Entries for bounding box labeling
□ □ □ □ □ □ □
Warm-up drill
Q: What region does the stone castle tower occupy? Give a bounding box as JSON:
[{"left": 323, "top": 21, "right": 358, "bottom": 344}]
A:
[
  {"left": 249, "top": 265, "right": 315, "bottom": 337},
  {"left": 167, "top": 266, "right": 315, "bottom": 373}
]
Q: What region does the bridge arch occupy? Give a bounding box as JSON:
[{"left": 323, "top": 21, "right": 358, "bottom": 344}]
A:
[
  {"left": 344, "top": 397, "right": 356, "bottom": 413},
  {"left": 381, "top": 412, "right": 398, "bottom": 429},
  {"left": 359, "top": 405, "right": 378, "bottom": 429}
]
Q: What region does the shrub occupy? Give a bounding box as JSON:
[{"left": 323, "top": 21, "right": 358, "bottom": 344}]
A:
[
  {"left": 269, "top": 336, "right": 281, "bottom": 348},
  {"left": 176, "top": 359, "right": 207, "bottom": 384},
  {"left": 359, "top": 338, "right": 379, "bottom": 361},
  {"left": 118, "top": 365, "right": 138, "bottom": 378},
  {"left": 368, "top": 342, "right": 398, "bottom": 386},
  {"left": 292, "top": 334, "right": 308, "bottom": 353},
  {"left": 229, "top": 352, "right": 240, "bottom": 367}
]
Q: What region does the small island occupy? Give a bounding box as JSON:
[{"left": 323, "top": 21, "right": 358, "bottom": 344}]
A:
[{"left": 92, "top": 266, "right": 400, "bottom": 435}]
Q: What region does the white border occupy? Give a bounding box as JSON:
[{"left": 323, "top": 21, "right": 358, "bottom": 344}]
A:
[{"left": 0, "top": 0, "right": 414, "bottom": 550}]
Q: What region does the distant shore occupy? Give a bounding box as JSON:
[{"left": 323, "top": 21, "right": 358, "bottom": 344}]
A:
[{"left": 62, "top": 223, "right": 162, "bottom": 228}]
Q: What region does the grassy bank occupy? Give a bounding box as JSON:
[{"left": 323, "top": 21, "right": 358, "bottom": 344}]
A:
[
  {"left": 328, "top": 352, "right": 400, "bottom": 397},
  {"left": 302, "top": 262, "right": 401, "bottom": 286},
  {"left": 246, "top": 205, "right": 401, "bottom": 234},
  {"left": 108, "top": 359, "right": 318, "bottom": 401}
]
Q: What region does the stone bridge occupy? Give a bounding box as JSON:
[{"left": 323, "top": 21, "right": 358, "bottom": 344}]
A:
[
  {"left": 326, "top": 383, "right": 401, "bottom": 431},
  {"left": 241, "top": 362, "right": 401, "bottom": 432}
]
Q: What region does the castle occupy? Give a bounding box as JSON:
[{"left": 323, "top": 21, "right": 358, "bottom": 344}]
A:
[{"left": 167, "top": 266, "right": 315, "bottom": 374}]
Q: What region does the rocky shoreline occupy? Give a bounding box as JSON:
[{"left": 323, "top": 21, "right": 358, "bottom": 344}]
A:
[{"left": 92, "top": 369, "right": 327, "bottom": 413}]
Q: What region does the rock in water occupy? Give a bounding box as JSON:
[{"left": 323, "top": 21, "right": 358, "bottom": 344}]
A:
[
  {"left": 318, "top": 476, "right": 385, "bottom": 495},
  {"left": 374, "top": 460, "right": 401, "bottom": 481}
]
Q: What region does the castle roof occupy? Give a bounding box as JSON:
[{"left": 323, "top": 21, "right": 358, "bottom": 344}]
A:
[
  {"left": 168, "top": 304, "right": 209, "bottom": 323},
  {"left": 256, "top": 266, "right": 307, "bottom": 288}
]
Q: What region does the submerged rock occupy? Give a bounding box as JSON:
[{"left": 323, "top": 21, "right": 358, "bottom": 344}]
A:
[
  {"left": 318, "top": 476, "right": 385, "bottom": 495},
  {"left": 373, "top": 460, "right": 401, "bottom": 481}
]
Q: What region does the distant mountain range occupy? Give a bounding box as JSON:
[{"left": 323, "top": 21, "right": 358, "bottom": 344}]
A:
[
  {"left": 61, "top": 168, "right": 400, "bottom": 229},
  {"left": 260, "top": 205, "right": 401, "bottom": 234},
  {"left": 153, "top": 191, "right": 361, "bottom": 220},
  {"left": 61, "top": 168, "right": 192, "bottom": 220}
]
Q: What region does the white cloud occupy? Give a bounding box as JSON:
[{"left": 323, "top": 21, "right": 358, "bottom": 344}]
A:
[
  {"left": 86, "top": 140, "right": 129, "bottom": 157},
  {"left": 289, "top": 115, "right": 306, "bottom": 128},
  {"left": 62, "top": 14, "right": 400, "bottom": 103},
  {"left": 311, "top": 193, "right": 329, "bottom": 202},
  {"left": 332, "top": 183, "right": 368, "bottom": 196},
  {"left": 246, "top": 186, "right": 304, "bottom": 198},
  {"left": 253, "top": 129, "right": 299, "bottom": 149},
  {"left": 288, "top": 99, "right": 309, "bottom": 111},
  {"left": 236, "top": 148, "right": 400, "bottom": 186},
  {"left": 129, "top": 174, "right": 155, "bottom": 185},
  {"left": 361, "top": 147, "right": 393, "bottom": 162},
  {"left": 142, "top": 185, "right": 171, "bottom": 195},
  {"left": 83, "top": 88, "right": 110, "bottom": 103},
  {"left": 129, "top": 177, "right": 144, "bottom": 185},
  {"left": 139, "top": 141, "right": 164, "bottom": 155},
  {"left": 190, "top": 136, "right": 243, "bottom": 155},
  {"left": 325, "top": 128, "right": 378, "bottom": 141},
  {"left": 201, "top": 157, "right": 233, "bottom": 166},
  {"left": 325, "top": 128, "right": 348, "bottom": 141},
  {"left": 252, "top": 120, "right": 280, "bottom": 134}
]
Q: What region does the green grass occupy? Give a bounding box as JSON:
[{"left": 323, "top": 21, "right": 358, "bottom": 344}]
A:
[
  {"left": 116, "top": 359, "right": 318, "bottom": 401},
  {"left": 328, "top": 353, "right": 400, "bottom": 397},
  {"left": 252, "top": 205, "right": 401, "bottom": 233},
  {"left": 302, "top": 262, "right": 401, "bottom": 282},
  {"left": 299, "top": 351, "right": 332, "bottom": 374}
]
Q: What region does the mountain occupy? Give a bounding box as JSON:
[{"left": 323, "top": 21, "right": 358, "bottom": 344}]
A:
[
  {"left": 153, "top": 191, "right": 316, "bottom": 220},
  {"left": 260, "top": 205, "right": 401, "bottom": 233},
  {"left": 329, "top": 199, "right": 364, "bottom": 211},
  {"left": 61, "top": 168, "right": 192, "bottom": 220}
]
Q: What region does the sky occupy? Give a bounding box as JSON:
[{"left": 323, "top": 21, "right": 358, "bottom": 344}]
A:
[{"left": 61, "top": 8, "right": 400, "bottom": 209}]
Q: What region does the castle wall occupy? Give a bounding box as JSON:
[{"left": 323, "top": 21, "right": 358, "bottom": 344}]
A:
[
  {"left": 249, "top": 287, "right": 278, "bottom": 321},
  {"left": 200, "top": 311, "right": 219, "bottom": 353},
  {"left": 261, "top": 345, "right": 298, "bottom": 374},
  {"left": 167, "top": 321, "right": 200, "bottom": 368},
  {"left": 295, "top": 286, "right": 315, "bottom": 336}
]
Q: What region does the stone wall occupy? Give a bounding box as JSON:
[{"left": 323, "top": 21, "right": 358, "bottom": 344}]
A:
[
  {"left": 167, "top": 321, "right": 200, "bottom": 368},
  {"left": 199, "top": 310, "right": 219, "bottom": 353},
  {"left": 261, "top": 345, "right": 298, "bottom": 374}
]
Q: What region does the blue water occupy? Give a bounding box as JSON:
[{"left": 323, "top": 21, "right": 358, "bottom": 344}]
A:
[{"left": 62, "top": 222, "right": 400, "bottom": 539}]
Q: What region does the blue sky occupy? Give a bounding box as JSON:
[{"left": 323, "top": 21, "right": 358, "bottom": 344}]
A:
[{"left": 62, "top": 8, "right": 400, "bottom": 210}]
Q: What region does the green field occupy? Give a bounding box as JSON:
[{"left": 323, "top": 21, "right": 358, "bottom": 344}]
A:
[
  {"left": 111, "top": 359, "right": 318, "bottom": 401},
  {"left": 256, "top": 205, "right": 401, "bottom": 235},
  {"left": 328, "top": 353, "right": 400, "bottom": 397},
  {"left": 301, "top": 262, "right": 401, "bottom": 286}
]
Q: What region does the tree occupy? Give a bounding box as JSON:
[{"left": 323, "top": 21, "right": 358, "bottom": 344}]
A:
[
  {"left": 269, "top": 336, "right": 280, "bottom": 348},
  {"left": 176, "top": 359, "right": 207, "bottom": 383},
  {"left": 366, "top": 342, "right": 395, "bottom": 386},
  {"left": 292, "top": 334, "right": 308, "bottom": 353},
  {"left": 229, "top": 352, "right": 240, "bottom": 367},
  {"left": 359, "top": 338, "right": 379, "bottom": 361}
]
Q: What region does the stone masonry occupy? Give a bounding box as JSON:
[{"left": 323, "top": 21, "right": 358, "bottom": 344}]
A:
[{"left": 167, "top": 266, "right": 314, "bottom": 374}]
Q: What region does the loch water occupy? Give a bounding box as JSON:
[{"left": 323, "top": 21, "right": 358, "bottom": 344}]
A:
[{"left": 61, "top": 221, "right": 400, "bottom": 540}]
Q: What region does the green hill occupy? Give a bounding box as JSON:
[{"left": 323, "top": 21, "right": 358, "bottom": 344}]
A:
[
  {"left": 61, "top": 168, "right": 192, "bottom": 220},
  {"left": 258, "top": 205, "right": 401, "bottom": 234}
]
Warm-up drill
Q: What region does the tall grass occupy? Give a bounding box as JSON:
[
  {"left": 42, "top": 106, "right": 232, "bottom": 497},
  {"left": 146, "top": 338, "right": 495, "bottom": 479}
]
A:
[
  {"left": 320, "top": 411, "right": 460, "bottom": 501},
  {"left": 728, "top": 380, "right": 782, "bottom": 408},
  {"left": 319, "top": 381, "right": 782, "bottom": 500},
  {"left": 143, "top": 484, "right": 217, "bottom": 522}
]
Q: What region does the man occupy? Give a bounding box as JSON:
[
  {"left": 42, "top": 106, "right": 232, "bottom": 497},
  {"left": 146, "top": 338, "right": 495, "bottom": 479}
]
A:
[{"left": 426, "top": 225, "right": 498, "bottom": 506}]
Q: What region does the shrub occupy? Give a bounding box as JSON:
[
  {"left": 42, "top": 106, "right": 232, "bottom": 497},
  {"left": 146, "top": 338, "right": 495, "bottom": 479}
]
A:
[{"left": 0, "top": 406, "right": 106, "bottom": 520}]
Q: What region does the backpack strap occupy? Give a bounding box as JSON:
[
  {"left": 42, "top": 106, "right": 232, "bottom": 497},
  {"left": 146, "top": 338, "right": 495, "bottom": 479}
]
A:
□ □ □ □ □ □ □
WORK REQUIRED: Write out the lines again, starting with the line that contains "Q: What region does the green hill" and going on through the end of the data, replacing "occupy" with "cover" and leaving everything else unchanged.

WRITTEN SOLUTION:
Q: What region does the green hill cover? Give a bounding box as JSON:
[{"left": 323, "top": 21, "right": 358, "bottom": 344}]
A:
[
  {"left": 61, "top": 168, "right": 192, "bottom": 220},
  {"left": 258, "top": 205, "right": 401, "bottom": 234}
]
Warm-up drill
Q: What region does the tall grass cover? Give a bounding box as JSON:
[
  {"left": 42, "top": 106, "right": 232, "bottom": 497},
  {"left": 146, "top": 338, "right": 495, "bottom": 479}
]
A:
[
  {"left": 320, "top": 411, "right": 460, "bottom": 501},
  {"left": 728, "top": 380, "right": 782, "bottom": 408},
  {"left": 319, "top": 381, "right": 782, "bottom": 500},
  {"left": 143, "top": 484, "right": 217, "bottom": 522}
]
Q: What region does the man cover? Give a bounding box as JSON:
[
  {"left": 42, "top": 106, "right": 232, "bottom": 497},
  {"left": 146, "top": 338, "right": 495, "bottom": 479}
]
A:
[{"left": 426, "top": 225, "right": 498, "bottom": 506}]
Q: What region does the shrub cover? Give a bounding box as JSON:
[
  {"left": 42, "top": 106, "right": 232, "bottom": 497},
  {"left": 146, "top": 338, "right": 495, "bottom": 479}
]
A:
[{"left": 0, "top": 406, "right": 106, "bottom": 520}]
Q: What region does the backpack strap cover? Give a bounding box as JSON:
[
  {"left": 42, "top": 106, "right": 232, "bottom": 497},
  {"left": 146, "top": 338, "right": 495, "bottom": 479}
]
A:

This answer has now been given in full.